Читаем Отчизны внемлем призыванье... полностью

Думается, что этим положениям письма нельзя отказать ни в убедительности, ни в разумности, и в них можно увидеть все тот же характерный для декабристов мотив жертвенности. Из документа также следует, что в ноябре 1824 года отнести Муравьева-Апостола к левым по общественно-экономическим воззрениям отнюдь нельзя. Аграрная программа Пестеля вызывает у него скептическую тираду, возможно, при существовавшей расстановке сил не лишенную практических оснований.

«Раздел земель, даже как гипотеза, встречает сильную оппозицию. И я спрашиваю Вас, дорогой друг, скажите по совести: возможно ли привести в движение такими машинами столь великую инертную массу? Наш образ действий, по моему мнению, порожден полным ослеплением. Не забывайте, что образ действий правительства отличается гораздо большей положительностью»[216].

Он боится размаха революции, народного движения: «Допустим даже, что Вам легко пустить будет в дело секиру революции; но поручитесь ли Вы о том, что сумеете ее остановить? Армия первая изменит нашему делу…»[217]

Наконец, он не желает отрешиться и от узкого национализма: «Признаюсь, я еще более недоволен вашими переговорами с поляками… Я первый буду противиться тому, чтобы Польша разыграла в кости судьбу моей Родины»[218].

Если говорить о взаимовлияниях, то Матвей Иванович стремится безуспешно, но оттого не менее настойчиво, логично и убедительно повлиять на брата, а не наоборот. Однако из того же письма ясно, что подобный букет взглядов — нечто новое для его автора и, видимо, вызван одиноким сосредоточенным раздумьем и личными неприятностями: «Не удивляйтесь перемене, происшедшей во мне, вспомните, что время — великий учитель… не выводите из всего этого заключения, дорогой друг, что я возненавидел людей и добродетель»[219].

Письмо сослужило Муравьеву-Апостолу двойную службу: попав в руки следствия, оно уберегло его от казни, а оказавшись в руках потомков, помогло возвести на него исследовательскую хулу.

Но под знаком лишь этого письма, как уже следует и из него самого, неправильно было бы оценивать всю политическую деятельность Муравьева-Апостола в период до и во время восстания.

- **Фрагменты данных об ограничивающих рамках**:
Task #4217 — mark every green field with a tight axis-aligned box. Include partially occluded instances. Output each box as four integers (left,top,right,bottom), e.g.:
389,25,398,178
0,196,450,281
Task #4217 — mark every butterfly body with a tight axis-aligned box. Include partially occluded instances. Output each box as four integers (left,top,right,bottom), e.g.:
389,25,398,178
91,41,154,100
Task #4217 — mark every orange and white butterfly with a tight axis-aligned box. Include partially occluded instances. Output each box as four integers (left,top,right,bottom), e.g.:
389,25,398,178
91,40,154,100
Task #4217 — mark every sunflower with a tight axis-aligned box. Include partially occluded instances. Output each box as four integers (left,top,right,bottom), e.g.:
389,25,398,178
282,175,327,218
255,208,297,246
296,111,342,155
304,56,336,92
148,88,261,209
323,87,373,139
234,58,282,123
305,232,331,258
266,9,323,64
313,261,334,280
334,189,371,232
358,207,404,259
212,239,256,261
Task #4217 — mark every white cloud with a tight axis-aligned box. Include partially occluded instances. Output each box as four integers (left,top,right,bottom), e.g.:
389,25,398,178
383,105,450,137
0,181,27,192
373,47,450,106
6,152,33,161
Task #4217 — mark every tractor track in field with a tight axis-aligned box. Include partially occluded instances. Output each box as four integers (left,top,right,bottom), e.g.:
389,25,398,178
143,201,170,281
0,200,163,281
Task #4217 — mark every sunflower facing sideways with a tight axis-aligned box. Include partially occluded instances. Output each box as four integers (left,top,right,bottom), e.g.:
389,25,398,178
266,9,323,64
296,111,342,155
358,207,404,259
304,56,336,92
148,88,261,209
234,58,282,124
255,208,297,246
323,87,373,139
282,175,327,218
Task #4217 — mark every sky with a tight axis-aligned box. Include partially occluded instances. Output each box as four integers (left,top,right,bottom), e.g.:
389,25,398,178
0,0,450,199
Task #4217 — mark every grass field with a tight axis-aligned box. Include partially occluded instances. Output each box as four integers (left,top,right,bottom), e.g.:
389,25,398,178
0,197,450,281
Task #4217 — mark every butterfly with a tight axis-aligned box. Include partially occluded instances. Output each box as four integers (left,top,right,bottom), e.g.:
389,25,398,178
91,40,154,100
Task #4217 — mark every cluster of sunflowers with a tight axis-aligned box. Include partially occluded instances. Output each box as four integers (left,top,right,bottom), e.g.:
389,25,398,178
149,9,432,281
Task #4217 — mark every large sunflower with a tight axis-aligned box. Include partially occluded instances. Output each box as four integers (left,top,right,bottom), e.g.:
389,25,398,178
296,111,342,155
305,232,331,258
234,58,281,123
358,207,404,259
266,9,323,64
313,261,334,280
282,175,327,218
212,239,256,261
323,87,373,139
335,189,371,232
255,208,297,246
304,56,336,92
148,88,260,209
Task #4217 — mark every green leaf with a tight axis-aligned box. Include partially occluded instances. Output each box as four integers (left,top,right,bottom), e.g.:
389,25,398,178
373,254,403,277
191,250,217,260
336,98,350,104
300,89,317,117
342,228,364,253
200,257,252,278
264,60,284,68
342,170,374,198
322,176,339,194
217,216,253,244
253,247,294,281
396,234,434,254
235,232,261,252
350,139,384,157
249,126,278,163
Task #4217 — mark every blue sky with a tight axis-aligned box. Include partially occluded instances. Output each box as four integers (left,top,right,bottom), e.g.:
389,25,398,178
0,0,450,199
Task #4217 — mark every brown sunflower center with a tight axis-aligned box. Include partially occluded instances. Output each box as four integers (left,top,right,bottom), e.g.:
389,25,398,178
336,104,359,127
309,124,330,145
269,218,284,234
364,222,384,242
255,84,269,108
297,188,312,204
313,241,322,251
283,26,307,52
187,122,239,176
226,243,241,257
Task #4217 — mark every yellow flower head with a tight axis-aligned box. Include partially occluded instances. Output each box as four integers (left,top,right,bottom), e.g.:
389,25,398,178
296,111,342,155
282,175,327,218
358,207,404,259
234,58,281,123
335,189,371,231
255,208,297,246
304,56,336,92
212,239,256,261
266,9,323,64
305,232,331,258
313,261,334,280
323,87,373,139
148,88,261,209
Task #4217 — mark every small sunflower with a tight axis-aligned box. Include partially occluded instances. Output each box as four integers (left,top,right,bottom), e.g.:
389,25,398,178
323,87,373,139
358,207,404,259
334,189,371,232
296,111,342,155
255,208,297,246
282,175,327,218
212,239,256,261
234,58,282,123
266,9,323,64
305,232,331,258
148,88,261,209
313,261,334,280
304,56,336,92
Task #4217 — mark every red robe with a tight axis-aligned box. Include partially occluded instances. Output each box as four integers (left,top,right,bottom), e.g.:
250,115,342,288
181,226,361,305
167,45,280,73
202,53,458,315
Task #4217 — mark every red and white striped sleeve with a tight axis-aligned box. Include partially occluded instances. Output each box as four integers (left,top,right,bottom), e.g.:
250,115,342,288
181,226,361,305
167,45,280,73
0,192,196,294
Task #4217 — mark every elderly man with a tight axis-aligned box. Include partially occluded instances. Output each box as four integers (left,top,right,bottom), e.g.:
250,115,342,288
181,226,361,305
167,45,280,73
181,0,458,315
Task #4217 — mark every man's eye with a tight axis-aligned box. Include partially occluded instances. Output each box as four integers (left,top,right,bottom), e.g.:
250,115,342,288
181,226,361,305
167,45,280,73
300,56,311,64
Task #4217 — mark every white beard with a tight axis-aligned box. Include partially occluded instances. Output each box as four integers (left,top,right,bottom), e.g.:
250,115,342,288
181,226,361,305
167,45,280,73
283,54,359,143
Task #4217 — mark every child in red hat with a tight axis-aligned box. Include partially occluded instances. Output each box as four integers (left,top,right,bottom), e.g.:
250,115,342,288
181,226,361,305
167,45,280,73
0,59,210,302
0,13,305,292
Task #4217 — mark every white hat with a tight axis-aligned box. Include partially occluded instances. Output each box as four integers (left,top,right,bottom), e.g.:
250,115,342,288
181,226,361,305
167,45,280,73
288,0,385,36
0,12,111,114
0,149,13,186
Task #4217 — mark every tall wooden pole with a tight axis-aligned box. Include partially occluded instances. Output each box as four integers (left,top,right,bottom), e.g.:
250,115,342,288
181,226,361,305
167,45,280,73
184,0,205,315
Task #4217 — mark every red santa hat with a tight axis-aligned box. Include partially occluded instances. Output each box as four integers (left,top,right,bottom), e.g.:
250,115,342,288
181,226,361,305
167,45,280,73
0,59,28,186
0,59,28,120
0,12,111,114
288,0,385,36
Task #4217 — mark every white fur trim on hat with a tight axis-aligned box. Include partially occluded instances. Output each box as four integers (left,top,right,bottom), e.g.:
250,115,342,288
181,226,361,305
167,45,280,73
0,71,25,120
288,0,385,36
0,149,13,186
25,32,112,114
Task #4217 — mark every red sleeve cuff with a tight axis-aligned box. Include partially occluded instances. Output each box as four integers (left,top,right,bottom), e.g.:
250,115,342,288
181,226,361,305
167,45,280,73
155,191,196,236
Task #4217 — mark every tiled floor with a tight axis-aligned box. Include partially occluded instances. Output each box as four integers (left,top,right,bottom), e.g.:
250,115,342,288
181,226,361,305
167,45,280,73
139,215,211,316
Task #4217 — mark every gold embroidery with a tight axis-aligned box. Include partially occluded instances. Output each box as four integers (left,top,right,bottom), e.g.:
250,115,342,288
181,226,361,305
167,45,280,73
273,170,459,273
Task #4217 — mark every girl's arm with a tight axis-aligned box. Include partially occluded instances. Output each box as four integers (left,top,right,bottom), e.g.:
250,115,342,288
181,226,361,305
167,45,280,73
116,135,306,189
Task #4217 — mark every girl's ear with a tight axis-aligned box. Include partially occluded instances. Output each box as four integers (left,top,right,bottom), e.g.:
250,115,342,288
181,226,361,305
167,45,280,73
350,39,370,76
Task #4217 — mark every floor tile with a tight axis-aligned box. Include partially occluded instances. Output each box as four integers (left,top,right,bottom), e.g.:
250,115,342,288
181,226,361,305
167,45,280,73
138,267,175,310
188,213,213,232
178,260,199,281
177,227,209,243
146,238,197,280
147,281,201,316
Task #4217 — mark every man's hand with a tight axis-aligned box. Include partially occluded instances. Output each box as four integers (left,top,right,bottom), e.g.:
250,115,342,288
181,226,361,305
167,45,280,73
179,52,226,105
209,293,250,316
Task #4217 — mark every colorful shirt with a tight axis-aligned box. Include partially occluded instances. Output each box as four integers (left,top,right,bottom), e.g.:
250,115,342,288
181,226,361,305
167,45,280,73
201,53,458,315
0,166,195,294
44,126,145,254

- **Задание и требования**: Продолжите текст о Муравьеве-Апостоле, начиная сразу после его последнего предложения. Данные представляют собой самостоятельный материал, отдельный от текста о Муравьеве-Апостоле.

- **Ответ на задание**:
В день восстания Черниговского полка Матвей Иванович подле товарищей и горячо любимого брата и вместе с раненным в голову Сергеем захвачен на поле боя с оружием в руках. Так на деле был решен вопрос долга и чести, вопрос гражданского достоинства.

На глазах Матвея и Сергея во время окружения царскими войсками революционных солдат застрелился младший родной брат Апостолов — девятнадцатилетний Ипполит.

17 января 1826 года арестованных южан заключили в Алексеевский равелин Петропавловки. Началось следствие.

* * *

Он пытался взять вину на себя, спасти брата, намеренно увеличивая свою ответственность. После допросов Матвей писал записки. Они наполнены жалостью к осиротевшему отцу, тоской о близких, тревогой за брата. За строками рукописи угадывался нервный шок, но могло ли при подобном стечении обстоятельств и быть-то иначе?

На рассвете 13 июля 1826 года его с товарищами вывели на крепостной плац. Над ними сломали шпаги, бросили мундиры в огонь. А на кронверке Петропавловки возвышалась виселица… Наверное, тогда ему тоже не хотелось жить.

Однако путешествие в кандалах по бескрайней России только предстояло: форт Слава на берегу Финского залива, Шлиссельбургская крепость и, наконец, Вилюйск на севере Сибири.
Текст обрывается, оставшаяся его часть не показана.